==== DATA TO PROCESS
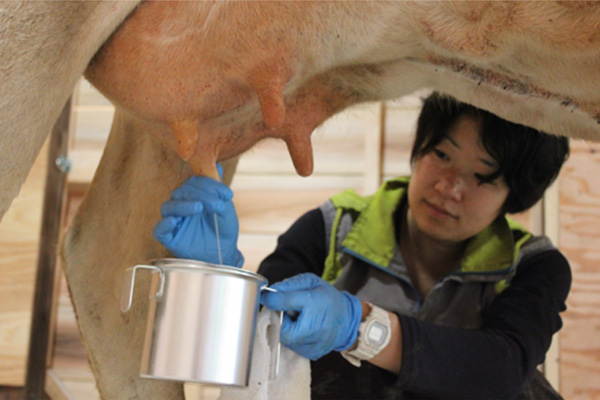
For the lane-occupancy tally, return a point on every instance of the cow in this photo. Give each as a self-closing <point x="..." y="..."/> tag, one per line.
<point x="198" y="82"/>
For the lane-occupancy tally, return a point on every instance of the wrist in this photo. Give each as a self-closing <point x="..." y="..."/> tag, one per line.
<point x="351" y="332"/>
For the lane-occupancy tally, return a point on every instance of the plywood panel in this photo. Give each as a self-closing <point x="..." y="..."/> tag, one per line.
<point x="580" y="241"/>
<point x="19" y="234"/>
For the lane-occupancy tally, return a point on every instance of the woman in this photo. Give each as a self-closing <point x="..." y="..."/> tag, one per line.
<point x="427" y="280"/>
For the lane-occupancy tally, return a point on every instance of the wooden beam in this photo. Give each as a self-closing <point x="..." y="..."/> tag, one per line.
<point x="44" y="283"/>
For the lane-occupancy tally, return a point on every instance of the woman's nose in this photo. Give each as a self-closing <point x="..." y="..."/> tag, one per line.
<point x="451" y="186"/>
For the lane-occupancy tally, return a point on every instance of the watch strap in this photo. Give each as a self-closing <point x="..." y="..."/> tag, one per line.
<point x="374" y="334"/>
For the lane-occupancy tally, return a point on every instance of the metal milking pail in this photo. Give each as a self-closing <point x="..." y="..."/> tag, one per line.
<point x="201" y="322"/>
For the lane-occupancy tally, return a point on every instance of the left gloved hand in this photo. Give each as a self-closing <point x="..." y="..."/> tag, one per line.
<point x="327" y="318"/>
<point x="188" y="227"/>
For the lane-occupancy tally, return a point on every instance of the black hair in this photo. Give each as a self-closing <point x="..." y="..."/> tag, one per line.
<point x="528" y="159"/>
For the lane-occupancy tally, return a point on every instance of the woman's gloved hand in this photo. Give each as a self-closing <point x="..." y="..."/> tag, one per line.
<point x="188" y="229"/>
<point x="325" y="318"/>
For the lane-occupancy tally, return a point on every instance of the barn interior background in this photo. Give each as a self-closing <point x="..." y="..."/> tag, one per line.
<point x="357" y="149"/>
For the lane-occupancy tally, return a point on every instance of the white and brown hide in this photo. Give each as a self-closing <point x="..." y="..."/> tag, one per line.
<point x="44" y="48"/>
<point x="204" y="81"/>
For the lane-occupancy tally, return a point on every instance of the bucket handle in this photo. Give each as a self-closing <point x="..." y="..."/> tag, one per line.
<point x="127" y="292"/>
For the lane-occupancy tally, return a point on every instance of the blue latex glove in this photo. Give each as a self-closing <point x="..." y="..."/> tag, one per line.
<point x="325" y="318"/>
<point x="188" y="228"/>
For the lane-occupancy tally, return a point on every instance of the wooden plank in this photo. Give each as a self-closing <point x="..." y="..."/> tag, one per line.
<point x="374" y="150"/>
<point x="56" y="389"/>
<point x="19" y="236"/>
<point x="43" y="300"/>
<point x="580" y="242"/>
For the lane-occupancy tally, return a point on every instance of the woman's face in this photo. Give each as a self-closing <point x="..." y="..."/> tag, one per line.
<point x="446" y="199"/>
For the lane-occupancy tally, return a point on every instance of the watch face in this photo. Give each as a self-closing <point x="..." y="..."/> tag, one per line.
<point x="377" y="334"/>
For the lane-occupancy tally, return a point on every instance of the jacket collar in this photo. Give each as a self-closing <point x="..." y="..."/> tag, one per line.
<point x="373" y="235"/>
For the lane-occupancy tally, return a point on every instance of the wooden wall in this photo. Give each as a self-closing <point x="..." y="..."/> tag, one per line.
<point x="580" y="241"/>
<point x="355" y="150"/>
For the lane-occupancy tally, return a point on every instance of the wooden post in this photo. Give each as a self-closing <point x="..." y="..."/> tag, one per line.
<point x="47" y="257"/>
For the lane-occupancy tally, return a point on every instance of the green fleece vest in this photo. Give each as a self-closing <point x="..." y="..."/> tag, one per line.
<point x="372" y="234"/>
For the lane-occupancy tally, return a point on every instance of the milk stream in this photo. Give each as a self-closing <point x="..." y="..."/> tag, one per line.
<point x="218" y="240"/>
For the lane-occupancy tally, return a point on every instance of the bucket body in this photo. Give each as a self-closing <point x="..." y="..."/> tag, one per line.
<point x="201" y="322"/>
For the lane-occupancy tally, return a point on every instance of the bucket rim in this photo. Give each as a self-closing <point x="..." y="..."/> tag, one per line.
<point x="189" y="265"/>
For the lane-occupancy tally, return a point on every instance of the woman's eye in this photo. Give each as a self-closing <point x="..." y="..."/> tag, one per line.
<point x="441" y="155"/>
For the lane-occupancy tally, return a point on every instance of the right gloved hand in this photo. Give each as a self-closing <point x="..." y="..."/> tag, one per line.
<point x="325" y="318"/>
<point x="188" y="228"/>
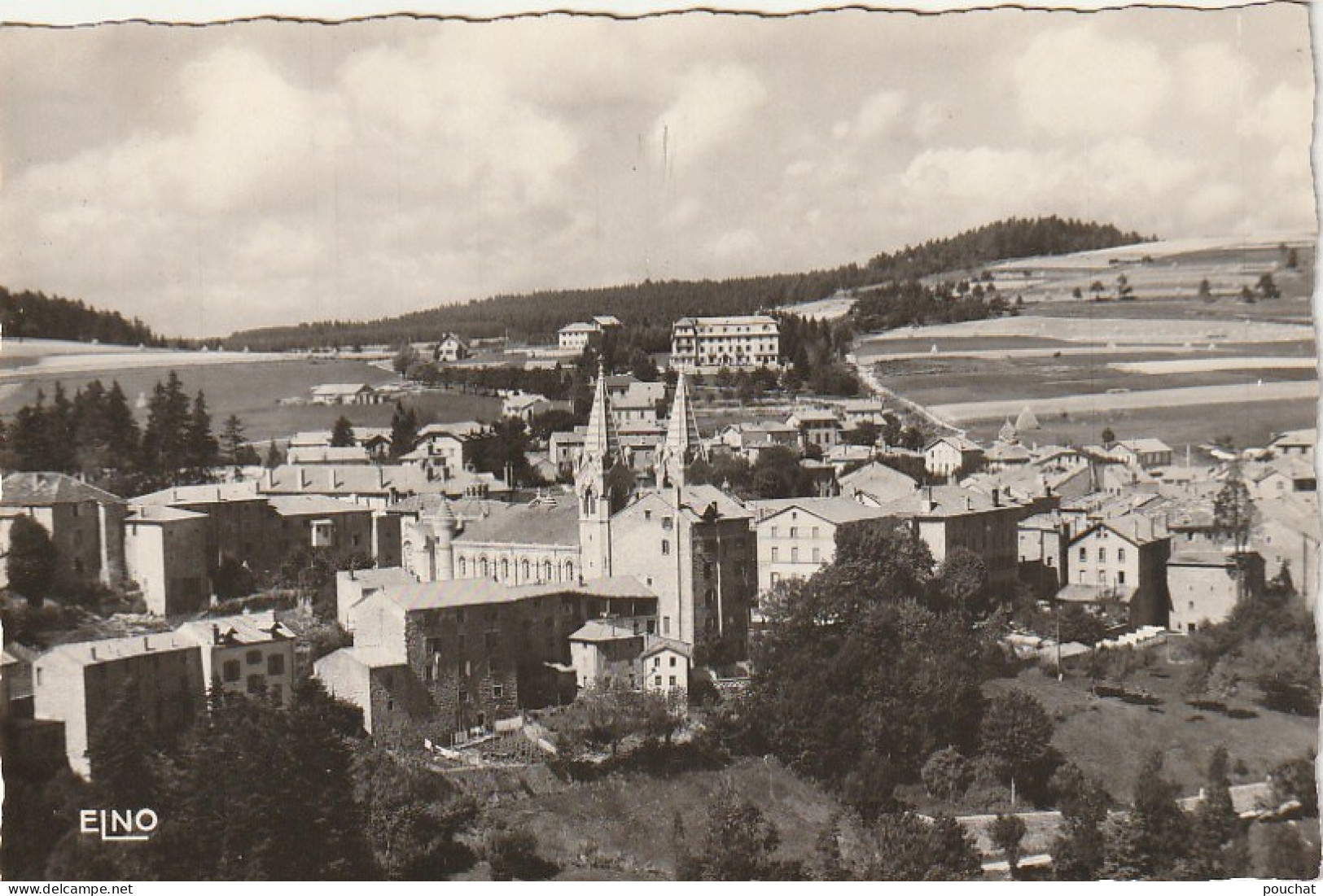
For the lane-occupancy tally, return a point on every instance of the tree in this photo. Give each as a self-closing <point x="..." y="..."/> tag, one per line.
========
TASK DESCRIPTION: Output every entry verbatim. Pictures do not belong in the copy.

ANSWER TO THE PROBLEM:
For the lane-occupancy tally, return a point on every instance of the cow in this photo. Give each as a self-closing <point x="..." y="..."/> tag, one per line.
<point x="198" y="82"/>
For the lane-occupancy tally, return a point on every instance of the wrist in this photo. Give each as a self-closing <point x="..." y="..."/> tag, one per line.
<point x="351" y="332"/>
For the lane-occupancy tally, return a point on every instance of the plywood panel in this photo. Give each as a self-closing <point x="..." y="..."/> tag, one per line.
<point x="580" y="241"/>
<point x="19" y="234"/>
For the lane-occupancy tally, return a point on every instance of the woman in this photo. Give each as a self-closing <point x="..." y="..."/> tag, one per line.
<point x="427" y="280"/>
For the lane-occupancy tally, return a point on every instance of the wooden beam in this photo. Give each as a self-closing <point x="..." y="..."/> tag, one per line.
<point x="44" y="283"/>
For the lane-occupancy tally, return a point on every instance of the woman's nose in this photo. Give each as a self-closing <point x="..." y="..."/> tag, one per line.
<point x="451" y="186"/>
For the lane-occupancy tally, return a point on every instance of the watch strap in this photo. Give each as a self-closing <point x="..." y="..."/> tag, one per line.
<point x="374" y="334"/>
For the lane-occupancy tally, return a point on every instance of the metal milking pail in this photo. Give each as a self-closing <point x="..." y="..."/> tag, one per line.
<point x="201" y="322"/>
For the lane-occupancy tally, return a point on every instance of the left gloved hand in this photo. Give each as a self-closing <point x="..." y="..."/> tag, one per line.
<point x="327" y="318"/>
<point x="188" y="227"/>
For the lane-occupancy tally, return a point on every instance of the black hair in this photo. Give each as a self-closing <point x="..." y="..."/> tag, one per line.
<point x="528" y="159"/>
For the lane-occupancy tally, return a point on every instance of the woman's gloved hand in this photo. Give each as a self-closing <point x="..." y="..."/> tag, one per line.
<point x="188" y="229"/>
<point x="325" y="318"/>
For the lane-occupancy tally, return a point on every instance of the barn interior background in this photo. Give each as a self-closing <point x="..." y="..."/> tag, one per line.
<point x="357" y="149"/>
For the lane-occupancy tally, return a point on every instance of the white and brown hide in this photo. Give each as a self-closing <point x="..." y="..."/> tag, one per line.
<point x="44" y="48"/>
<point x="204" y="81"/>
For the lane-occupancy tally, return a point on every instance of the bucket handle in this photo. Give each as a self-closing <point x="..." y="..."/> tag, one per line.
<point x="127" y="292"/>
For the lane-occupancy tally, return a point on every instance of the blue latex glove in this photo. Give each as a self-closing <point x="..." y="..."/> tag, one per line.
<point x="325" y="318"/>
<point x="188" y="228"/>
For the lane-occupancy tally, return a point on every instance of the wooden plank in this photo. Give each as a self-closing <point x="..." y="..."/> tag, one per line.
<point x="374" y="150"/>
<point x="56" y="389"/>
<point x="19" y="236"/>
<point x="43" y="300"/>
<point x="580" y="242"/>
For the lane-occupancy tally, return a point on every instance of the woman's face in this photo. Give each as a self-closing <point x="..." y="..."/> tag, one per line.
<point x="446" y="199"/>
For the lane-occupancy tally, return a point on every instance of the watch face in this photo. Give each as a self-closing <point x="..." y="..."/> tag, one per line.
<point x="377" y="334"/>
For the lane-occupancy tally, return a point on every instance of the jacket collar in this photo. Give each as a self-closing <point x="..." y="..."/> tag, one per line.
<point x="373" y="235"/>
For the lane-occupancy tally, return a point on every instance of the wooden wall in this photo. Give each as a self-closing <point x="..." y="..."/> tag, one per line.
<point x="580" y="241"/>
<point x="355" y="150"/>
For the lane-occupancy tally, return a point on every instance of the wooden post in this photo. Give each as a self-closing <point x="..." y="..."/> tag, one per line.
<point x="47" y="257"/>
For the lane-occupancy tally, return a point on every instance of the green fleece vest in this photo. Give each as a self-closing <point x="..." y="..."/> tag, one per line.
<point x="372" y="234"/>
For the lane-occupancy tally, return a point on every instance of the milk stream in this photo. Give each as a self-closing <point x="..." y="..."/> tag, one per line.
<point x="218" y="240"/>
For the lane-occupancy tally, return a point on every instance of the bucket body in this photo. Give each as a self-closing <point x="..." y="..."/> tag, one per line.
<point x="201" y="322"/>
For the lane-occupancy tally, return a point on every instance of the bucket rim in this photo. Give each as a self-closing <point x="..." y="..."/> tag, one per line.
<point x="189" y="265"/>
For the lane-occupancy tally, return a point on every instance of the woman's eye in this photo. Give each as a self-closing <point x="..." y="..."/> tag, one per line.
<point x="441" y="155"/>
For the lane-occupancy tally, return a point on every instance of the right gloved hand in this photo. Give each as a self-closing <point x="..." y="..."/> tag, one per line.
<point x="325" y="318"/>
<point x="188" y="228"/>
For the lane-occupancy tally, return a point on every instance of the tree in this photo. Give each as a self-closing <point x="..." y="..."/> tag, one per line.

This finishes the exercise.